What you need to do —
Copy out every line of the listing in which "orange" appears.

Provided data —
::::::::
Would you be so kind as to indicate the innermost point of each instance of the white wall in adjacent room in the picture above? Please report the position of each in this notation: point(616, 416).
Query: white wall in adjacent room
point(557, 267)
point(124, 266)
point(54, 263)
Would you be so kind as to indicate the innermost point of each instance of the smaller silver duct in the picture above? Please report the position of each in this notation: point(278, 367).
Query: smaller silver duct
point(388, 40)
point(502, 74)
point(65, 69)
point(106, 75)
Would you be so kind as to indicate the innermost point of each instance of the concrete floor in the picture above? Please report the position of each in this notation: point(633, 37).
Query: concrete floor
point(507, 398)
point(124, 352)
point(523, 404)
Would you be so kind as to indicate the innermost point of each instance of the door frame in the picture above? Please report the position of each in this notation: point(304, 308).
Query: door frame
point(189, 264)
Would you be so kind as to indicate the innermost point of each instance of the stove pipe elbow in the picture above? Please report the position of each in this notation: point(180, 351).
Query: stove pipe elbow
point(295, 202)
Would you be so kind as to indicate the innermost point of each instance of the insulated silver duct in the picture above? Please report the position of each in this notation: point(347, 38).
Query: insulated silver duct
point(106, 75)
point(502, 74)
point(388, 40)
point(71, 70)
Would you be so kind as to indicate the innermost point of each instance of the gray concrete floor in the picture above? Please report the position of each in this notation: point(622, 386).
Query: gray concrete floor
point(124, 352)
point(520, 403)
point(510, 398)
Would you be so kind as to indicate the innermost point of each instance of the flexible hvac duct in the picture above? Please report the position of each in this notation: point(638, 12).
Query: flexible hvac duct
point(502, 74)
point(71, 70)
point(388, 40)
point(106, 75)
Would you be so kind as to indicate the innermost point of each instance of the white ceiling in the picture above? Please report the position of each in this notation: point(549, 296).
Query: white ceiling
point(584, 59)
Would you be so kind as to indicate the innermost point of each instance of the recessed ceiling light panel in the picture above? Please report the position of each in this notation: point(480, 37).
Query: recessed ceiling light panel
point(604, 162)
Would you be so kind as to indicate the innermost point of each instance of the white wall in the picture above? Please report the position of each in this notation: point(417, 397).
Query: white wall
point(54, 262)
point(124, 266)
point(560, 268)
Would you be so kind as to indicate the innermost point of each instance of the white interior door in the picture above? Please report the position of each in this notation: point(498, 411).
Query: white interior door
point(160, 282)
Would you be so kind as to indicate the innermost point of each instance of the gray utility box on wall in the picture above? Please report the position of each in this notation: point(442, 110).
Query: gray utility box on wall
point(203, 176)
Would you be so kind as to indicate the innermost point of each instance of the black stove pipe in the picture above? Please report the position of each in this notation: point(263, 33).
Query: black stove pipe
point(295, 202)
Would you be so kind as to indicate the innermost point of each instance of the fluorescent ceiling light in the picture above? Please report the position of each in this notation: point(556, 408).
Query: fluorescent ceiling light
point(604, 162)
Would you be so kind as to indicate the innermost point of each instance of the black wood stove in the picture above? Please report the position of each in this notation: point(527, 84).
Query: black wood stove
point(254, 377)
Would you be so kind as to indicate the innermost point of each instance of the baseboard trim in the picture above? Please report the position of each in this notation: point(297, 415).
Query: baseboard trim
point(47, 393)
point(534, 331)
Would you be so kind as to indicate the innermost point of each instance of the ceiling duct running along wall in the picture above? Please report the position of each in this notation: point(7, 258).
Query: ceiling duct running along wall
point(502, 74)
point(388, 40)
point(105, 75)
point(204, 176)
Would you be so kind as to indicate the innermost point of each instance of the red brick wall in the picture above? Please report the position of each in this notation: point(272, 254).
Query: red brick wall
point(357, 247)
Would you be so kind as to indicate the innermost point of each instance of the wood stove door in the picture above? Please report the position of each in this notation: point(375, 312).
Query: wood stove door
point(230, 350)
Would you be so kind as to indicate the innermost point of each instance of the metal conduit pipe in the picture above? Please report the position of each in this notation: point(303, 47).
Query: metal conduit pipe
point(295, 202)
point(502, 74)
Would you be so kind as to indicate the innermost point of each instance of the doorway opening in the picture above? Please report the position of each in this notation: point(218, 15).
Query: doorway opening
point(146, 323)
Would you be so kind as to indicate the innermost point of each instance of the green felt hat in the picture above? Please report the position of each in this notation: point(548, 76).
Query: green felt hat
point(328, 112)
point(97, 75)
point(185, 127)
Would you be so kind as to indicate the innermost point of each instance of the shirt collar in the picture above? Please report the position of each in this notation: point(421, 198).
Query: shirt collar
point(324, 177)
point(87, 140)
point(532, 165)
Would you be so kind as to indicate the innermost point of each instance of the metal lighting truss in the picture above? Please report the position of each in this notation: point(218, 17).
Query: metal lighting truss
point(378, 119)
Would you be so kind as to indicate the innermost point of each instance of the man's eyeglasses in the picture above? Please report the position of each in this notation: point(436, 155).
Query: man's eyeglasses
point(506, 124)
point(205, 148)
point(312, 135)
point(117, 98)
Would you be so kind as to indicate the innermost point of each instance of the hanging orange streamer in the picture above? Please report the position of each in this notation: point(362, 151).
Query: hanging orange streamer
::::::::
Exercise solution —
Would you be so kind as to indicate the innermost point of each instance of the hanging orange streamer in the picture above? Please report the position of each in this notation: point(362, 151).
Query: hanging orange streamer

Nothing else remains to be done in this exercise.